━━ Extracted text

Having the Sage process start by forking will be critical to making this
webpage fast enough to be really useful, I think, as well as making the
load on the server bearable. What security implications are there in
forking a Sage process several times for different users?
Jason
I think this is a GREAT idea. If I recall correctly, didn't we
implement almost exactly this in about 30 minutes during Bug Days? It
would need some polish and the addition of sessions, but it's almost
there, right?
I think it would need (maybe grouped in version numbers):
0.1:
* implement a computation id assigned to each post request
* javascript to receive a computation id after request and continue
polling for that result
* make workers working in a virtual machine for security
* implement forking Sage to start up a new worker process to lower
load and latency
0.2:
* the "stream" protocol we discussed for transmitting generated files
or other information
* javascript to handle the different streams (e.g., an image stream, a
jmol stream, etc.)
0.3:
* public interacts
Thanks,
Jason
+1
> * javascript to receive a computation id after request and continue polling
> for that result
+1
> * make workers working in a virtual machine for security
Could be in 0.2. For now could use the same worksheet user on boxen
that is used by sagenb.org.
> * implement forking Sage to start up a new worker process to lower load and
> latency
Could be easy using @fork:
http://trac.sagemath.org/sage_trac/ticket/9631
Also need:
* configure a mod_wsgi setup to server flask.
> 0.2:
> * the "stream" protocol we discussed for transmitting generated files or
> other information
> * javascript to handle the different streams (e.g., an image stream, a jmol
> stream, etc.)
>
> 0.3:
> * public interacts
>
> Thanks,
>
> Jason
>
>
--
There's also (d) an online version of SageTeX that uses this system
instead of the current "simple server API".
Dan
--
--- Dan Drake
----- http://mathsci.kaist.ac.kr/~drake
-------
Since I will be working on an online library of interacts this summer, I
will definitely get something like this up by then if it's not already
up. I'm also going to announce this project to our CS students and see
if anyone is interested in forming a small working group here at Drake
for helping with this.
Jason
Certainly not.
> Is there a chance that there is
> a improvement from of the flask rewrite?
It's possible, but I doubt it.
> What if we run the WGSI flask
> app with apache (I dont know how to do that, but its feasible) or even
> upgrade twisted (since we don't really need twisted web 2 anymore)?
I doubt any of that would help at all. I don't think WSGI flask +
apache is even possible.
> For the other projects, I can help with the client-side (javascript).
Awesome!
> The one shot eval sounds like a good start to iron out the
> specifications and the communication protocol before starting with the
> whole notebook. As a final feature, the new flask notebook supports
> openid, which I think will be more attractive to new users; all it
> takes is a gmail account.
That is so awesome!!!
>
> Rado
Fantastic! What is needed to write tests using flask's native test
suite? Is that a small task or a big task? Are you referring to this:
http://flask.pocoo.org/docs/testing/ ?

━━━━

**List of tasks:**
• A. Revise the rows starting with the line containing "Please spot the blue sky" and going on through the end of the rows, replacing "dot" with "marker" and leaving everything else unchanged. Leave the pictures out of your answer.
• B. Resume the Sage forum thread from the point where it stops.
The Sage forum thread and the rows come from separate, unrelated sources.

━━ Records shown

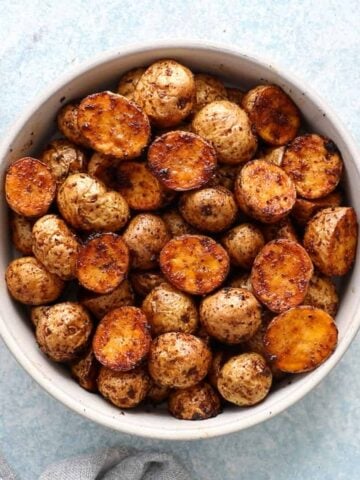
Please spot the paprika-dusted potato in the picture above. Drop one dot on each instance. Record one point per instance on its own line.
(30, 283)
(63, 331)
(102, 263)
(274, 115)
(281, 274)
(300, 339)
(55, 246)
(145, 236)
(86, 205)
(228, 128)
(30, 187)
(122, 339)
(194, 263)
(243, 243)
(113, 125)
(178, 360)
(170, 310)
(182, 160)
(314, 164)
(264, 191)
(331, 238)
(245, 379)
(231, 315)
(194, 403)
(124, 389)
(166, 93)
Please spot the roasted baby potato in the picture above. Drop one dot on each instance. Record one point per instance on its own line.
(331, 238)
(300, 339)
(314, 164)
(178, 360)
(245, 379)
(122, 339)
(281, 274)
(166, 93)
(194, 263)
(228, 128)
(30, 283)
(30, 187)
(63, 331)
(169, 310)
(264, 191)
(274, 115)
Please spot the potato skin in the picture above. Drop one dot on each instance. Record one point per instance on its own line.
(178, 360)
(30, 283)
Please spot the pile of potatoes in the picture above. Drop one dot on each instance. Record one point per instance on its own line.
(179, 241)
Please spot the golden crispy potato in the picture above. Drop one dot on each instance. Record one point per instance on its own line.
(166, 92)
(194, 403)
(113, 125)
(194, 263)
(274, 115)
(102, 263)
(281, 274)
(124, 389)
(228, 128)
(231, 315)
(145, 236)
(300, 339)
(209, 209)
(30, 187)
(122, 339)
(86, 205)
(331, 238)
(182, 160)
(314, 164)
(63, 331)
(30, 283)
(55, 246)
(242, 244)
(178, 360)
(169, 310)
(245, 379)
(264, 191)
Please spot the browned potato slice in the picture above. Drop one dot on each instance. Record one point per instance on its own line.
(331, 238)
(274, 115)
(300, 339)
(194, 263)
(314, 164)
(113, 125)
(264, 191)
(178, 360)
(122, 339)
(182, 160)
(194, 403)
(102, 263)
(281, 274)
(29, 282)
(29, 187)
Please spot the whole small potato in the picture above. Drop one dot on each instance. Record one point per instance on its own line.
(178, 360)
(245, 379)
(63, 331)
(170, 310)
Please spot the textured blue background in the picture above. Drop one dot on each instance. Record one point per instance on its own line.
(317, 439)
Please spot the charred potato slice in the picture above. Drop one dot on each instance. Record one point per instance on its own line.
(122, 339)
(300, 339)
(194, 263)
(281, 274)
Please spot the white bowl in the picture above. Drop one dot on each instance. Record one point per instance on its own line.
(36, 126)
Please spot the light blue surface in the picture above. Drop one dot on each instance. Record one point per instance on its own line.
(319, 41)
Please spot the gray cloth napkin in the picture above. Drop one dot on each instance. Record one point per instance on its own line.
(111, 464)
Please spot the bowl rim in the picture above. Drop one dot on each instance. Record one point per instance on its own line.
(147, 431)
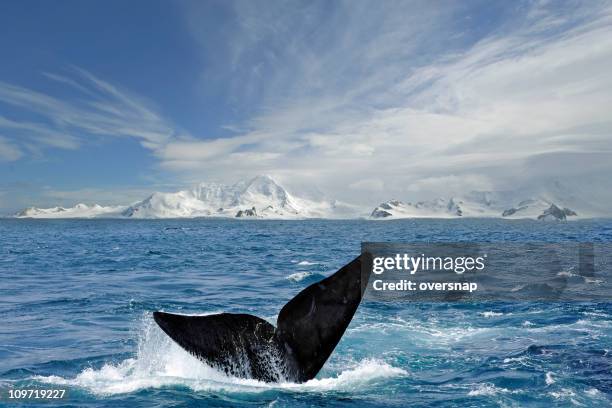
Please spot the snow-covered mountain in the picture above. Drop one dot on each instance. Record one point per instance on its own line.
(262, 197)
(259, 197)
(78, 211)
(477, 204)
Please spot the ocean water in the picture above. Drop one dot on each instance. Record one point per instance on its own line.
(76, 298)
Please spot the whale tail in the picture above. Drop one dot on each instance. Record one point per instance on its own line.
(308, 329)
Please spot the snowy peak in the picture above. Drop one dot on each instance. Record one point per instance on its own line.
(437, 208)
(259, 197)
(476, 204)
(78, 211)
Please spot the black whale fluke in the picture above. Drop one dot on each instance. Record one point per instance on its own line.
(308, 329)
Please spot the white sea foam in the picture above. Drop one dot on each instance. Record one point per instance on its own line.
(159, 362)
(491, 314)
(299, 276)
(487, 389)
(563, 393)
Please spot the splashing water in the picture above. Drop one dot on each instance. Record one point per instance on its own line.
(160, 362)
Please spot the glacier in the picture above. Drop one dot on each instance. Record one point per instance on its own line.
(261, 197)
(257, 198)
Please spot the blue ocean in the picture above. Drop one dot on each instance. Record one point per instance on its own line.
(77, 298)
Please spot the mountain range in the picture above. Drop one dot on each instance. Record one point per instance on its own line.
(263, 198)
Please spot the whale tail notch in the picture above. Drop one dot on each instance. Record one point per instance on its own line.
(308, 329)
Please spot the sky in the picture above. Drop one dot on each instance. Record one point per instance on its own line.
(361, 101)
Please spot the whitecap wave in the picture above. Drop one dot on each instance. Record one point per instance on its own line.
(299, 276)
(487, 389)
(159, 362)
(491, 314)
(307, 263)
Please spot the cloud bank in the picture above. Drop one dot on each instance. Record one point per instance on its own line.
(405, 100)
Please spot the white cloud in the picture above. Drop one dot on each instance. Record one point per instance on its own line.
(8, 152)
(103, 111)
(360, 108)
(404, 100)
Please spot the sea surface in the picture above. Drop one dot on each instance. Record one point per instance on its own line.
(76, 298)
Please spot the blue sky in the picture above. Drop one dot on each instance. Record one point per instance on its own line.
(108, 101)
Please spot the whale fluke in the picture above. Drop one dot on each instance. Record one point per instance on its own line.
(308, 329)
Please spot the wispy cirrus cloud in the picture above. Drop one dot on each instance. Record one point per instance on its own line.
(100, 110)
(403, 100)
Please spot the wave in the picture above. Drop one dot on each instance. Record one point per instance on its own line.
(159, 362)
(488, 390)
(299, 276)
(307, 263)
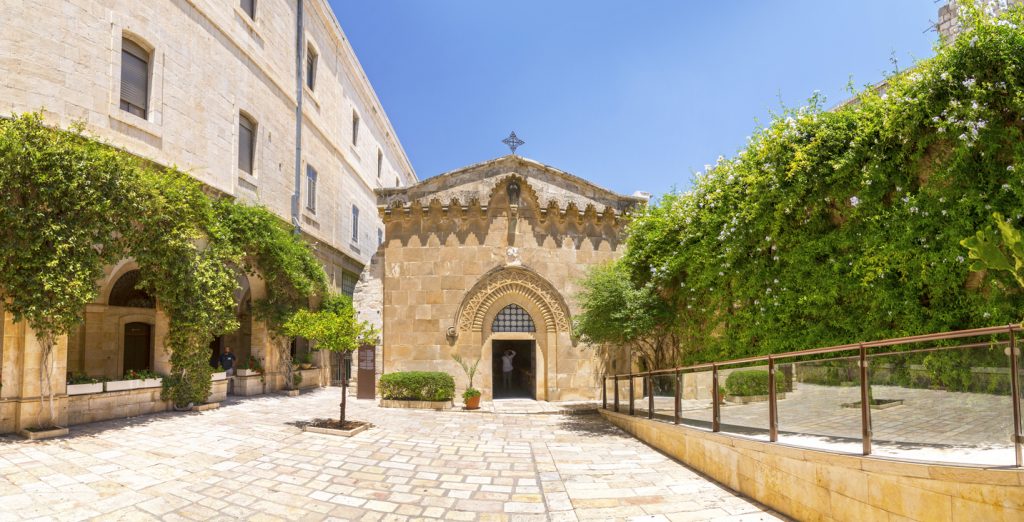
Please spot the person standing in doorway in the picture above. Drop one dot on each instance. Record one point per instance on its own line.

━━━━

**Answers for this exercise:**
• A.
Please spot the blue sky in the picture above. Drop one marker on each instance. Record one point per instance on its own line.
(108, 101)
Please spot the whale fluke in the picture above. Drop one marker on each instance. Record one point per instance on its own line.
(308, 329)
Please spot the wispy cirrus cloud in the picture above. Drop one marker on each instance. Record one point per instance on its own line.
(100, 110)
(403, 100)
Please spot the wave in the picture above. Drop one marker on each instance. Record one point per instance on its own line.
(159, 362)
(488, 390)
(299, 276)
(307, 263)
Please spot the person standing in doorway in the picture above. Drop one marker on each instance. Record one point per instance on its own line.

• B.
Jason
I see there being rather fundamental differences between the two
designs. By database-centric, I meant that *everything* goes through
the database and nothing really lives outside of the database (i.e.,
everyone goes through the database for any information, and immediately
puts things back in the database). In Alex's design, the database just
stores worksheets and is updated when a worksheet is saved. The primary
work is done outside of the database with a server-side process that
maintains state and communicates with the workers.
One of the nice things of mongodb is sharding. this means, you can
define a cluster of machines with a "master" where the data is
distributed among them. simple example, the lowest bit of the hash of
a designated "shard key" for an object decides, if the data is on
machine a or b. I think, after looking at
http://www.mongodb.org/display/DOCS/Choosing+a+Shard+Key that a good
shard key is the user-id. Then, the user's worksheets are always on
one machine and concurrent writes to different users are distributed -
at the same time, queries/updates for one user only hit one machine.
(paragraph "query isolation")
H
Again, are there any security issues we'd need to be aware of? For
example, what happens if a process crashes? Is it easier for someone to
elevate their permissions if the process was forked?
My guess is that we don't have to worry, but it's always safe to ask
about security issues.
>
>
> On Thursday, January 20, 2011 12:33:40 PM UTC-8, Jason Grout wrote:
>
> I see there being rather fundamental differences between the two
> designs. By database-centric, I meant that *everything* goes through
> the database and nothing really lives outside of the database (i.e.,
> everyone goes through the database for any information, and immediately
> puts things back in the database). In Alex's design, the database just
> stores worksheets and is updated when a worksheet is saved. The primary
> work is done outside of the database with a server-side process that
> maintains state and communicates with the workers.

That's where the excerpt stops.